To see which servers a volume is mounted on, use the
vos listvldb command
brunel[~] vos listvldb user.cms
user.cms
RWrite: 536871009 ROnly: 536871010 Backup: 536871011
number of sites -> 3
server cetus.inf.ed.ac.uk partition /vicepb RW Site
server cetus.inf.ed.ac.uk partition /vicepb RO Site
server kelpie.inf.ed.ac.uk partition /vicepq RO Site
This tells you that the read-write version of my home directory is served from cetus/vicepb and the read-only mirror is on kelpie/vicepq. Note that there's also a read-only copy of the volume on the read-write partition. Though it isn't shown here, the backup version of the volume also resides on the read-write partition.
AFS commands
There are numerous AFS commands split into several command suites according to their functions. Fortunately, the documentation for these comnmands is for once copious and (relatively) well written. You can get an overview of all AFS commands by looking at the
afs manual page. There are individual manual pages for each of the command suites and manual pages for each command within the command suite. To get a list of the commands within a suite, run the command:
<
command suite name> help
and to see the manual page for an individual command:
man <
command suite name>_<
command name>
Becoming an admin user
Some of the commands detailed below require that you have obtained an AFS token based on your kerberos admin principal. The most convenient way fo doing this is to include the following in your
.brc file
alias asu='pagsh -c "export KRB5CCNAME=$KRB5CCNAME.asu \\
&& kinit $USER/admin \\
&& aklog \\
&& PS1=[\\\\h]\\\\u/admin: PS2=[\\\\h]\\\\u/admin.. /bin/bash --norc \\
&& kdestroy"'
You can then simply type
asu and give your admin password to obtain the necessary token. You can check which tokens you have using the
tokens command. Should you not be able to access your
.brc file for any reason, the following sequence of commands will also allow you to obtain an admin token:
kinit <username>/admin
aklog
Log files
On a server, the log files for the various AFS processes can be found in
/usr/afs/logs.

★ ★ ★ ★

BRIEF 1: Can you condense the paragraph of the AFS text that begins "This tells you that the read-write version" into a short bulleted list that keeps its main facts?
BRIEF 2: Set down the AFS text from "To see which" up to and including "resides on the read-write partition.", word for word.

★ ★ ★ ★

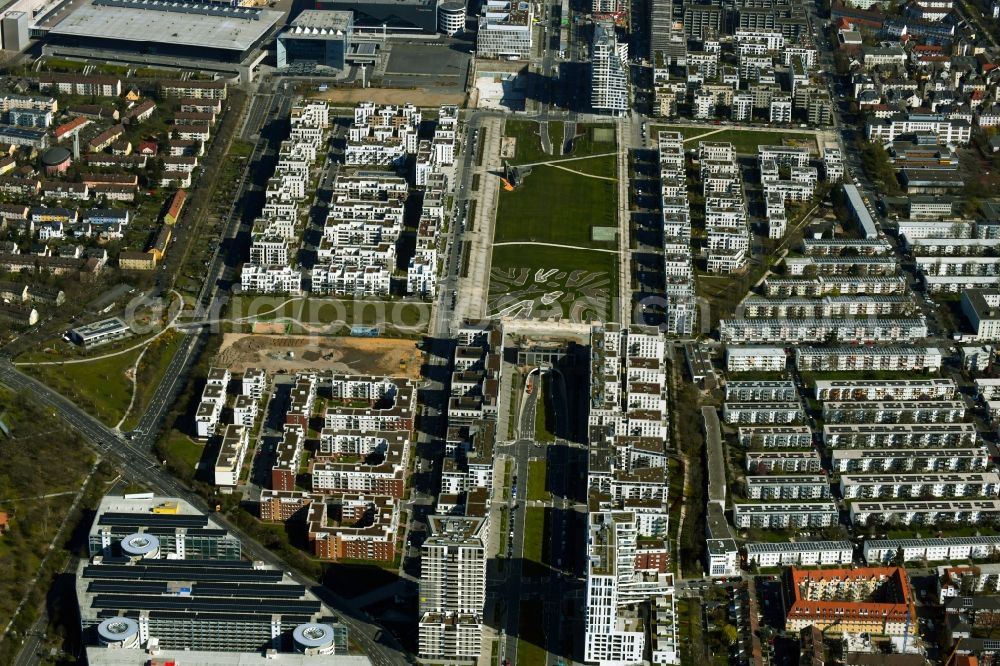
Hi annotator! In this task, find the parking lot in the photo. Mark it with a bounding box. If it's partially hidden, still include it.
[382,42,470,92]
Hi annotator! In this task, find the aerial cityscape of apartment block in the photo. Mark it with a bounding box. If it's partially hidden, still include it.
[0,0,1000,666]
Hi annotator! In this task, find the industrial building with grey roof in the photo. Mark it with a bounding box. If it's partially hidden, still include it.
[44,0,282,78]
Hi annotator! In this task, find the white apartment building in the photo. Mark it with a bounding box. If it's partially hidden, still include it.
[242,368,267,400]
[769,94,792,124]
[726,345,787,372]
[840,472,1000,499]
[764,275,906,296]
[240,263,302,296]
[726,379,799,402]
[823,400,965,425]
[250,235,288,266]
[813,379,958,400]
[744,450,823,474]
[584,511,679,666]
[795,345,943,372]
[719,317,927,344]
[590,21,629,116]
[418,516,489,663]
[962,288,1000,341]
[476,0,532,60]
[736,425,812,449]
[731,92,753,122]
[745,474,830,500]
[214,424,250,486]
[722,402,805,424]
[823,147,844,183]
[194,400,223,439]
[867,113,972,145]
[344,102,422,166]
[851,499,1000,526]
[233,395,259,428]
[746,541,854,568]
[862,536,1000,565]
[823,423,977,449]
[830,446,989,474]
[733,501,840,529]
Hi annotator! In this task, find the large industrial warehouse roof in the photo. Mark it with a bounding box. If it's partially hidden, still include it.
[50,0,282,51]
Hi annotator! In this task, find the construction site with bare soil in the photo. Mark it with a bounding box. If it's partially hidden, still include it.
[213,333,423,379]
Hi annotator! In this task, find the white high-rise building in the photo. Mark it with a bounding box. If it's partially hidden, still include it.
[419,516,488,662]
[590,22,628,116]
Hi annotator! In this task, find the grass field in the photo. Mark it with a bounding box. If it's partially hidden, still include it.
[487,245,618,321]
[528,460,549,502]
[504,120,562,164]
[493,163,618,249]
[493,245,618,280]
[504,120,615,164]
[564,123,615,160]
[563,155,618,178]
[650,125,816,155]
[19,349,142,426]
[161,430,205,478]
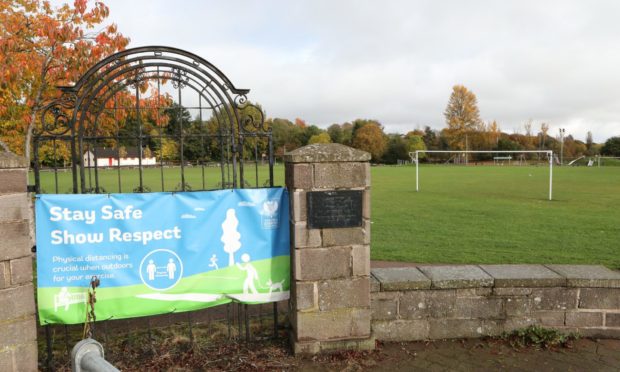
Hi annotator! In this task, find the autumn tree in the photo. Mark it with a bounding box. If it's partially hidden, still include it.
[444,85,482,149]
[308,132,332,145]
[540,123,549,150]
[381,133,409,164]
[586,131,594,155]
[601,137,620,156]
[405,131,427,159]
[351,121,387,161]
[0,0,129,159]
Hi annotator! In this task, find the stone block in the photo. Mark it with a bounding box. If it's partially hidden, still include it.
[564,311,603,327]
[0,221,32,261]
[0,315,37,345]
[362,188,370,220]
[284,143,370,163]
[13,341,39,372]
[363,220,371,245]
[290,190,308,223]
[295,247,351,280]
[323,226,366,247]
[578,327,620,340]
[371,267,431,291]
[579,288,620,309]
[0,192,30,223]
[318,277,370,311]
[291,333,321,355]
[504,317,538,332]
[532,311,566,327]
[429,319,503,340]
[0,347,12,372]
[530,287,578,310]
[546,265,620,288]
[319,337,376,353]
[455,297,505,319]
[370,275,381,293]
[504,297,532,317]
[295,309,370,341]
[0,283,35,321]
[372,319,429,342]
[493,287,532,296]
[370,292,398,321]
[9,256,32,285]
[294,282,319,311]
[605,313,620,327]
[292,222,321,248]
[480,265,566,287]
[351,245,370,276]
[0,261,6,289]
[0,168,28,194]
[314,162,367,189]
[418,265,493,289]
[398,289,456,319]
[400,290,430,319]
[284,163,314,191]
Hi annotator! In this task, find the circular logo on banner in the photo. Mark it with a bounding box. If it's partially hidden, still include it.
[140,249,183,291]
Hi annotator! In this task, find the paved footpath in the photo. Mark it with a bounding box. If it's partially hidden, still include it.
[372,339,620,372]
[294,339,620,372]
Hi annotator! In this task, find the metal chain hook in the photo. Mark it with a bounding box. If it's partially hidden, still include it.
[82,275,101,338]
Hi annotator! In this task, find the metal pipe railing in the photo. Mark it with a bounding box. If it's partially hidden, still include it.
[71,338,119,372]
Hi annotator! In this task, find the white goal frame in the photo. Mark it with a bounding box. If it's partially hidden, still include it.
[596,155,620,168]
[415,150,553,200]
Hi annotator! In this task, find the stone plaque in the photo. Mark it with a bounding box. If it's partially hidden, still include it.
[307,190,363,229]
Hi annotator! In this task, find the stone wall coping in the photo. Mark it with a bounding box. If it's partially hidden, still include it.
[0,152,28,169]
[418,265,493,289]
[371,267,431,291]
[284,143,370,163]
[371,265,620,292]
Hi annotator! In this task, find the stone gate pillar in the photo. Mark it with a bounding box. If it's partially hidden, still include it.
[0,152,38,371]
[284,144,375,354]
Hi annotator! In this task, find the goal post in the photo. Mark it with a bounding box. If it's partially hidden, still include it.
[415,150,553,200]
[596,155,620,168]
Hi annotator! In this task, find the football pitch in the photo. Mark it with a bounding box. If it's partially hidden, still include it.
[35,165,620,269]
[371,165,620,269]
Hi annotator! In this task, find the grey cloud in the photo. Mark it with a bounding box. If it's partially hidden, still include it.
[101,0,620,142]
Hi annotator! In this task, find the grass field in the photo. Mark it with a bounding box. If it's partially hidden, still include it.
[371,166,620,269]
[32,166,620,269]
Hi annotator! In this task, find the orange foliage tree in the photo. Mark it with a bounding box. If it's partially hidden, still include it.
[0,0,129,159]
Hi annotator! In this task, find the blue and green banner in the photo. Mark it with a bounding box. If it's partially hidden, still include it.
[35,188,290,324]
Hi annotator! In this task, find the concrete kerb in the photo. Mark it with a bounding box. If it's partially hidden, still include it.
[371,265,620,341]
[371,265,620,291]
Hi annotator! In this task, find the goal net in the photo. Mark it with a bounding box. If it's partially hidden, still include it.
[595,156,620,167]
[412,150,557,200]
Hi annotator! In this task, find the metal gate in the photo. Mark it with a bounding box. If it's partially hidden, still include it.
[33,46,277,366]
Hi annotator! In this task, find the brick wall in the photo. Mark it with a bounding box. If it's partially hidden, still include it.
[371,265,620,341]
[0,153,37,371]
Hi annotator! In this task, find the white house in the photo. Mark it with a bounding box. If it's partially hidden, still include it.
[84,147,157,167]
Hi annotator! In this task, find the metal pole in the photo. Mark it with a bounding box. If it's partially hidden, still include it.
[71,338,119,372]
[549,151,553,200]
[415,150,420,192]
[560,128,566,165]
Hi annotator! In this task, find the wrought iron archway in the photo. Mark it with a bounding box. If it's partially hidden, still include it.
[33,46,278,368]
[33,46,273,193]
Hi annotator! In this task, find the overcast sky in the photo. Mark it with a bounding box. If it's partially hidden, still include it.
[105,0,620,142]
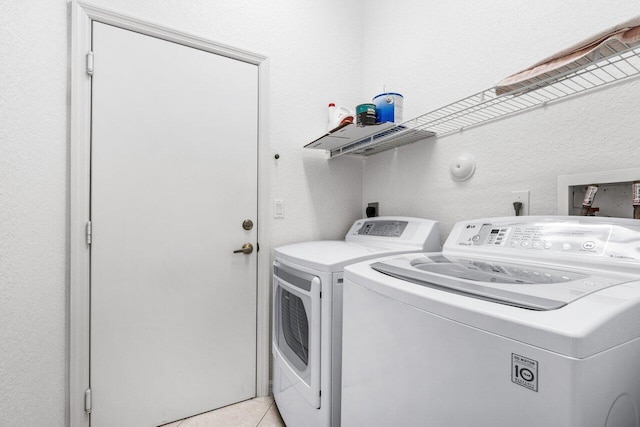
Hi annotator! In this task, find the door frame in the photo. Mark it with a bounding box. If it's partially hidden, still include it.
[68,0,271,427]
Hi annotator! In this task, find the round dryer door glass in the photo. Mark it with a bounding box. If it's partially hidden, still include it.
[278,289,309,371]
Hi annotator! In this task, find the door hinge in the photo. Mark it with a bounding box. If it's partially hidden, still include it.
[86,221,93,245]
[87,52,93,76]
[84,388,91,414]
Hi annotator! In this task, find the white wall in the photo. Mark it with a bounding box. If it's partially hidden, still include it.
[0,0,362,426]
[362,0,640,238]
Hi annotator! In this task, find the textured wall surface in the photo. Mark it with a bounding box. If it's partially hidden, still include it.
[363,0,640,239]
[0,0,362,426]
[0,0,68,426]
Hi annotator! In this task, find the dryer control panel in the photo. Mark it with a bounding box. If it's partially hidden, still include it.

★ ★ ★ ★

CORRECT OUTPUT 1:
- The read-write version of the home directory is served from cetus/vicepb.
- The read-only mirror is on kelpie/vicepq.
- A read-only copy of the volume also sits on the read-write partition.
- The backup version, though not shown in the output, is also on the read-write partition.

CORRECT OUTPUT 2:
To see which servers a volume is mounted on, use the
vos listvldb command
brunel[~] vos listvldb user.cms
user.cms
RWrite: 536871009 ROnly: 536871010 Backup: 536871011
number of sites -> 3
server cetus.inf.ed.ac.uk partition /vicepb RW Site
server cetus.inf.ed.ac.uk partition /vicepb RO Site
server kelpie.inf.ed.ac.uk partition /vicepq RO Site
This tells you that the read-write version of my home directory is served from cetus/vicepb and the read-only mirror is on kelpie/vicepq. Note that there's also a read-only copy of the volume on the read-write partition. Though it isn't shown here, the backup version of the volume also resides on the read-write partition.